◆ DATASET RECORDS:
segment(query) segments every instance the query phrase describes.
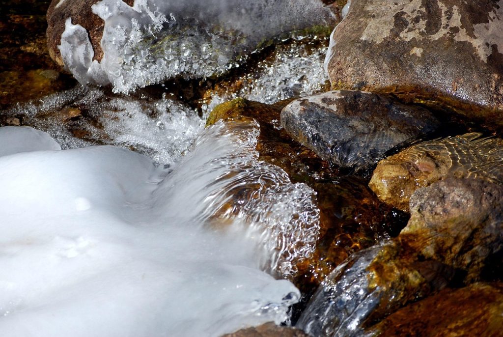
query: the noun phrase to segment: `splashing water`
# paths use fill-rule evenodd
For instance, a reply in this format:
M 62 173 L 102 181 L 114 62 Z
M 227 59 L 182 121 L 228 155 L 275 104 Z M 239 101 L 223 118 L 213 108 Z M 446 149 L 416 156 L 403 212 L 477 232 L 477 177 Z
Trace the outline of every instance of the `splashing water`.
M 334 18 L 320 1 L 307 0 L 136 0 L 133 7 L 103 0 L 93 10 L 105 21 L 103 59 L 93 60 L 87 32 L 71 18 L 62 58 L 81 83 L 111 83 L 121 93 L 179 75 L 221 74 L 261 44 Z
M 217 336 L 287 319 L 298 291 L 260 269 L 294 273 L 318 211 L 257 160 L 254 123 L 205 129 L 169 168 L 109 146 L 58 150 L 21 127 L 0 141 L 18 132 L 24 152 L 0 157 L 3 335 Z
M 321 45 L 315 48 L 313 43 Z M 218 104 L 238 98 L 272 104 L 321 91 L 328 80 L 323 68 L 327 45 L 322 39 L 310 37 L 277 47 L 271 62 L 261 61 L 253 72 L 240 77 L 243 84 L 239 90 L 212 95 L 203 112 L 209 114 Z

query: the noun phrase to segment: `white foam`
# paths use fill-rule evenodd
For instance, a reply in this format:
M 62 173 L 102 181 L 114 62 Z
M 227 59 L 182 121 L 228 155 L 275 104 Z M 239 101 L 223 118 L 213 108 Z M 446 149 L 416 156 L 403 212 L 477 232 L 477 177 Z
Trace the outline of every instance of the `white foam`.
M 45 132 L 29 127 L 0 128 L 0 157 L 23 152 L 60 150 L 55 140 Z
M 258 268 L 291 272 L 317 211 L 257 160 L 257 130 L 217 123 L 173 172 L 109 146 L 0 157 L 2 335 L 218 336 L 286 319 L 298 291 Z M 240 186 L 253 197 L 216 216 Z
M 239 90 L 213 95 L 204 112 L 209 114 L 218 104 L 237 98 L 272 104 L 321 91 L 328 79 L 323 68 L 327 48 L 315 48 L 307 39 L 277 47 L 272 61 L 259 62 L 250 73 L 241 76 L 239 81 L 243 85 Z

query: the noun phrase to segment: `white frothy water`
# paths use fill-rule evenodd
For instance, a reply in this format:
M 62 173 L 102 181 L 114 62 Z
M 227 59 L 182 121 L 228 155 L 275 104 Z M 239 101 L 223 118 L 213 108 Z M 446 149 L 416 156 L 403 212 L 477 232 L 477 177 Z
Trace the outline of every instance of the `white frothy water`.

◆ DIRECTION:
Reproduce each entry verbatim, excluding any embedded images.

◆ ANSWER TO THIS EXERCISE:
segment(query) segments every instance the query phrase describes.
query: the noun phrase to segment: `splashing water`
# paths use fill-rule evenodd
For instance, a reply in this format:
M 62 173 L 102 181 L 114 62 Z
M 227 59 L 182 121 L 228 155 L 275 104 Z M 239 101 L 223 118 L 213 108 Z M 446 149 L 416 156 L 403 212 L 477 232 L 477 177 Z
Trace the outline of every instance of the `splashing water`.
M 334 18 L 320 1 L 307 0 L 136 0 L 133 7 L 103 0 L 93 10 L 105 21 L 103 59 L 93 60 L 87 32 L 71 18 L 62 58 L 81 83 L 111 83 L 121 93 L 179 75 L 221 74 L 261 44 Z
M 217 336 L 287 319 L 298 291 L 260 269 L 294 273 L 318 211 L 257 160 L 254 123 L 205 129 L 169 168 L 109 146 L 58 150 L 21 127 L 0 141 L 18 132 L 24 152 L 0 157 L 3 335 Z
M 321 45 L 315 48 L 313 43 Z M 218 104 L 238 98 L 272 104 L 321 91 L 328 80 L 323 68 L 327 45 L 322 39 L 310 37 L 277 47 L 271 62 L 261 61 L 253 72 L 240 77 L 243 84 L 239 90 L 212 95 L 203 112 L 209 114 Z

query: the noun phrase to segment: `white foam`
# paths use fill-rule evenodd
For instance, a reply in this format:
M 62 173 L 102 181 L 114 62 Z
M 227 59 L 182 121 L 228 155 L 275 104 Z M 239 101 L 223 118 L 213 108 Z M 446 149 L 416 156 L 403 212 L 477 232 L 477 177 Z
Trace the outline of every instance of the `white foam`.
M 45 132 L 29 127 L 0 128 L 0 157 L 23 152 L 60 150 L 55 140 Z
M 258 268 L 291 272 L 317 211 L 257 160 L 257 130 L 217 123 L 173 172 L 109 146 L 0 157 L 2 335 L 218 336 L 286 319 L 298 291 Z M 240 186 L 253 197 L 216 216 Z
M 239 90 L 213 95 L 204 112 L 209 114 L 218 104 L 237 98 L 272 104 L 321 91 L 328 79 L 323 68 L 327 48 L 315 48 L 307 39 L 277 47 L 272 61 L 259 62 L 250 73 L 241 76 L 239 81 L 243 85 Z

query: the noun phrase to segment: `white frothy water`
# paths use fill-rule evenodd
For instance, a reply in this format:
M 62 173 L 102 181 L 114 62 Z
M 227 59 L 182 121 L 228 155 L 275 104 Z M 239 101 L 223 118 L 213 108 Z M 446 149 L 416 156 L 403 212 L 477 232 L 477 177 Z
Trace the outline of every instance of the `white frothy water`.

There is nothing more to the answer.